__Supplied passage__
....

Wednesday, 6 April 2016

The World Duty Free Whisky Experience Brunch. 6th April

I am, by nature, a nervous individual. This comes with the territory of being the weight and build of a packet of dried spaghetti and having a selection of anecdotes concerning being chased down the road by nutters. (Funnily enough, one of them actually caught me only to then turn down my phone, which at that time was a cameraless, internetless piece of rubbish that had cost me £3.95. He had the effrontery to demand an explanation for its poor quality. I had the gutlessness to apologise. That's how British I am. I digress.) Anyway, it's 9:15 in the morning, its mizzling with rain, I'm roaming aimlessly up and down a Mayfair backstreet, nursing an outrageously expensive cup of sub-par coffee and nervous as hell.

Let me explain why.

About 3 weeks ago I was working away, and my phone went zing. E-mail zing, not text zing. Astonishingly it's the email account for this blog, which is something of a rarity. Nervous (see!) that it's someone who disagrees with me about the taste of Mackmyra or has taken umbrage with my stance on regionality I
take a look, and discover to my great surprise that it is from a lady called Caroline who works for World Duty Free, and if I'm not busy touring distilleries on April 6th would I like to go to an indulgent whisky brunch hosted by Signe Johansen in Mayfair to celebrate the launch of some new whiskies?

My first reaction was that it was a hoax. Honestly. 'This is some elaborate prank,' I thought, 'played either by a friend who thinks they're terribly funny, or by an internet person with too much time on their hands.' My second thought was that maybe I'd been sent the email by accident, although even I admitted that was probably far fetched. (How the hell would you typo 'thewhiskypilgrim'?) Look, I just didn't credit it, all right? Invitations to take a flying leap, sure. Invitations to keep my damn opinions to myself are par for the course. Invitations to brunches, indulgent or otherwise? That's a new one.

....

[Dataset entries]

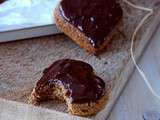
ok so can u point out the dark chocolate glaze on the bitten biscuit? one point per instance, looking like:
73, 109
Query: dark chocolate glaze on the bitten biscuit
78, 79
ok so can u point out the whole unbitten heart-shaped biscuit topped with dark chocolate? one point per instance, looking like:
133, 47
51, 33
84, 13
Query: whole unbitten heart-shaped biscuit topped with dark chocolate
91, 24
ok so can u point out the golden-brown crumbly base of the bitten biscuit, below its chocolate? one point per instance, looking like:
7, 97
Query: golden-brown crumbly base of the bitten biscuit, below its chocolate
81, 109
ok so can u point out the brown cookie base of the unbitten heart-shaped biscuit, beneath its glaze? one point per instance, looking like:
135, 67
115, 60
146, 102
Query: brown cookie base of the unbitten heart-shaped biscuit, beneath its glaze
80, 38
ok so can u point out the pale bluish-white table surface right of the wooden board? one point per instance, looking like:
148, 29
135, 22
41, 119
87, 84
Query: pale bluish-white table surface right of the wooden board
136, 97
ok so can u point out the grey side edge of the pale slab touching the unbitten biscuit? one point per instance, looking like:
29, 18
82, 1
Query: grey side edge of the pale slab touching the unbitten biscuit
31, 32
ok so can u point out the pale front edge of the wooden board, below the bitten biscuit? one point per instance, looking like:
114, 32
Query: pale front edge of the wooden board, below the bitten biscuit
12, 109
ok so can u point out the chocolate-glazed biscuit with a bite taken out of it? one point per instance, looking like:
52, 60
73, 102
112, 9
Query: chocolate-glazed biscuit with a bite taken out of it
73, 82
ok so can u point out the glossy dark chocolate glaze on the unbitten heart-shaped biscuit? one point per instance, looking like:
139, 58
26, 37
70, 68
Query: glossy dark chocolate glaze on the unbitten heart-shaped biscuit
95, 18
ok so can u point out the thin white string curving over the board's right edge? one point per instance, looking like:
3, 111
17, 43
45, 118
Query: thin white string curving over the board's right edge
132, 43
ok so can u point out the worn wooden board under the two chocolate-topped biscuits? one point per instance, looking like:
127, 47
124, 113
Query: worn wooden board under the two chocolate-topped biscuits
22, 63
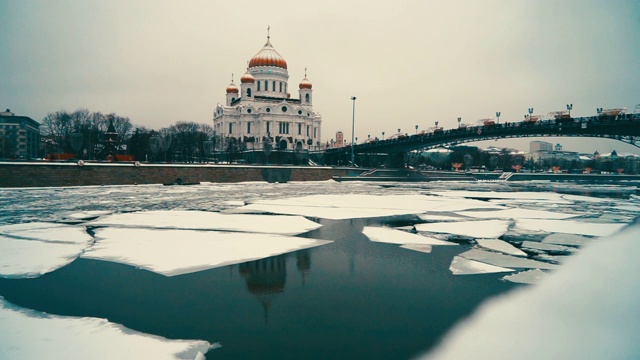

....

__Tasks for this exercise__
1. In the whisky brunch post, reproduce the text starting at "Wednesday, 6 April" and ending at "me explain why.", replacing "spaghetti" with "linguine".
2. According to the whisky brunch post, who was hosting the brunch in Mayfair?
3. Rewrite the paragraph of the whisky brunch post that begins "My first reaction was that it was a hoax" in two or three sentences, keeping its main facts.

__Your written answers__
1.
Wednesday, 6 April 2016

The World Duty Free Whisky Experience Brunch. 6th April

I am, by nature, a nervous individual. This comes with the territory of being the weight and build of a packet of dried linguine and having a selection of anecdotes concerning being chased down the road by nutters. (Funnily enough, one of them actually caught me only to then turn down my phone, which at that time was a cameraless, internetless piece of rubbish that had cost me £3.95. He had the effrontery to demand an explanation for its poor quality. I had the gutlessness to apologise. That's how British I am. I digress.) Anyway, it's 9:15 in the morning, its mizzling with rain, I'm roaming aimlessly up and down a Mayfair backstreet, nursing an outrageously expensive cup of sub-par coffee and nervous as hell.

Let me explain why.

2. Signe Johansen

3. The writer first took the invitation for a hoax, either a prank by a friend who thought it funny or by an internet person with too much time on their hands, and next wondered whether the email had been sent by accident, though that seemed far-fetched. The writer was used to invitations to take a flying leap or to keep their opinions to themselves, but an invitation to a brunch was something new.